DATA:
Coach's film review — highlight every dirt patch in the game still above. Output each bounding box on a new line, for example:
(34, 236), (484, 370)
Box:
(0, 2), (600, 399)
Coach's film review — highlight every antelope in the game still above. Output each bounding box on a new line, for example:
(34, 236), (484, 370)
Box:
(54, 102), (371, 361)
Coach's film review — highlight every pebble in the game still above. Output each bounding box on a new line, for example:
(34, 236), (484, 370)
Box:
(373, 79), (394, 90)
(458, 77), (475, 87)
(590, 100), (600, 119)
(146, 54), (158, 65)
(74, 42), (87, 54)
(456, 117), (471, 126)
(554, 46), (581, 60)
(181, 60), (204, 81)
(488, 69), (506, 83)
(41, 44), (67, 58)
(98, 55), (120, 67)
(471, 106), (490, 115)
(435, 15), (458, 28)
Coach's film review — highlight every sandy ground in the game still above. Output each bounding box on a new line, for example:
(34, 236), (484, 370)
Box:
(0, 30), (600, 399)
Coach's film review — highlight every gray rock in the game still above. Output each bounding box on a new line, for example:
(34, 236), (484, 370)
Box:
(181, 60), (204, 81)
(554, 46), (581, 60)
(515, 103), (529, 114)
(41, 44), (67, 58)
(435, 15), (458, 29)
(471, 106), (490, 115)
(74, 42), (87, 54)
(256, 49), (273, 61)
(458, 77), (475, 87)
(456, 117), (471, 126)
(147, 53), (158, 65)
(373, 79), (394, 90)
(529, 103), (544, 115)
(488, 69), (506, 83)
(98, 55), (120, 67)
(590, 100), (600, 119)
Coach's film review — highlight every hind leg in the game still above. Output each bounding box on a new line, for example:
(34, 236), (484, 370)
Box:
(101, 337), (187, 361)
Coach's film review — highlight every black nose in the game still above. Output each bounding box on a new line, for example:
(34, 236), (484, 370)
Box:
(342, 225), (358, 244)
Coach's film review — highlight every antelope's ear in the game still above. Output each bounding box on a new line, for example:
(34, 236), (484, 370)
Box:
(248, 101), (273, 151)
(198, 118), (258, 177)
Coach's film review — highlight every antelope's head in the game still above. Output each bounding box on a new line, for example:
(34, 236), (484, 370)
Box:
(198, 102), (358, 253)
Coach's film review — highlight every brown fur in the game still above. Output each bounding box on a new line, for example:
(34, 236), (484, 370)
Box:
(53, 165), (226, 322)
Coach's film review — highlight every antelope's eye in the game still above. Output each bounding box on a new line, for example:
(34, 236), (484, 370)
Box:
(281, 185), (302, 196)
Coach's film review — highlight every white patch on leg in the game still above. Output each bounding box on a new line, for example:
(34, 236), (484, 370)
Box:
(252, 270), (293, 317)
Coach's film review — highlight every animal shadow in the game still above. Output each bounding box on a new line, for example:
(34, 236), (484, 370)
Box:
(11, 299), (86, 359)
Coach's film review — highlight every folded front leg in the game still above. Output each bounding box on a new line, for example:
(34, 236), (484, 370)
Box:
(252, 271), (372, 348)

GIVEN PROBLEM:
Reproduce every record above word for word, keeping each line as it stands.

WRITTEN ANSWER:
Coach's film review — highlight every dirt patch in the game still above. Output each bounding box on a new line, for example:
(34, 236), (484, 370)
Box:
(0, 2), (600, 399)
Coach's film review — highlight every antelope in the game still above. Output each bounding box on a new line, for example:
(34, 236), (484, 370)
Box:
(54, 102), (371, 361)
Coach's film review — highlight every pebble in the game still above. Output each bounding box on a new line, for example:
(34, 236), (484, 370)
Box:
(373, 79), (394, 90)
(458, 77), (475, 87)
(590, 100), (600, 119)
(146, 54), (158, 65)
(74, 42), (87, 54)
(456, 117), (471, 126)
(554, 46), (581, 60)
(181, 60), (204, 81)
(488, 69), (506, 83)
(41, 44), (67, 58)
(98, 55), (120, 67)
(471, 106), (490, 115)
(435, 15), (458, 28)
Coach's film review — highlight every sandy ground in the game still above. Output each bounding box on a new line, for example:
(34, 236), (484, 370)
Box:
(0, 30), (600, 399)
Coach's film review — highlight every gray rock in the game still above. Output each bounding box on a new line, for example:
(34, 236), (484, 370)
Box:
(181, 60), (204, 81)
(554, 46), (581, 60)
(515, 103), (529, 114)
(41, 44), (67, 58)
(435, 15), (458, 29)
(471, 106), (490, 115)
(74, 42), (87, 54)
(256, 49), (273, 61)
(458, 77), (475, 87)
(456, 117), (471, 126)
(147, 53), (158, 65)
(373, 79), (394, 90)
(529, 103), (544, 115)
(488, 69), (506, 83)
(98, 55), (120, 67)
(590, 100), (600, 119)
Coach's film review — highlight every hind leg in the game still above. Output each bounding box on a new line, for example:
(34, 236), (484, 370)
Box:
(101, 337), (187, 361)
Coach's film review — highlight every black nose in the game still above. Output each bounding box on a new line, for example:
(34, 236), (484, 370)
Box:
(342, 225), (358, 244)
Coach's film review — highlight every antelope's ear in the game still above. Output each bounding box on a new line, for example:
(34, 236), (484, 370)
Box:
(248, 101), (273, 151)
(198, 118), (258, 177)
Coach's film review — highlight every antelope's head in the game still above. Output each bounding box on a new line, for example:
(34, 236), (484, 370)
Box:
(198, 102), (358, 253)
Coach's film review — highlight every brown fur in the game still above. Output each bounding box on a new line, for example:
(34, 236), (484, 370)
Box:
(53, 165), (226, 322)
Coach's film review — highlight every antelope's eye in the game still above. Output each bounding box on a new line, for example:
(34, 236), (484, 370)
Box:
(281, 185), (302, 196)
Coach's film review — highlight every white patch on leg in the game still above. Output each bounding box on a new line, for example:
(34, 236), (484, 370)
Box:
(252, 270), (293, 317)
Coach's film review — highlight every animal shadow in the game still above. Output each bounding box on a new line, for example:
(34, 236), (484, 370)
Box:
(11, 299), (86, 359)
Coach's film review — highlight every folded front leg in the game still above. Output each bounding box on a new line, for example:
(34, 236), (484, 370)
Box:
(252, 271), (372, 348)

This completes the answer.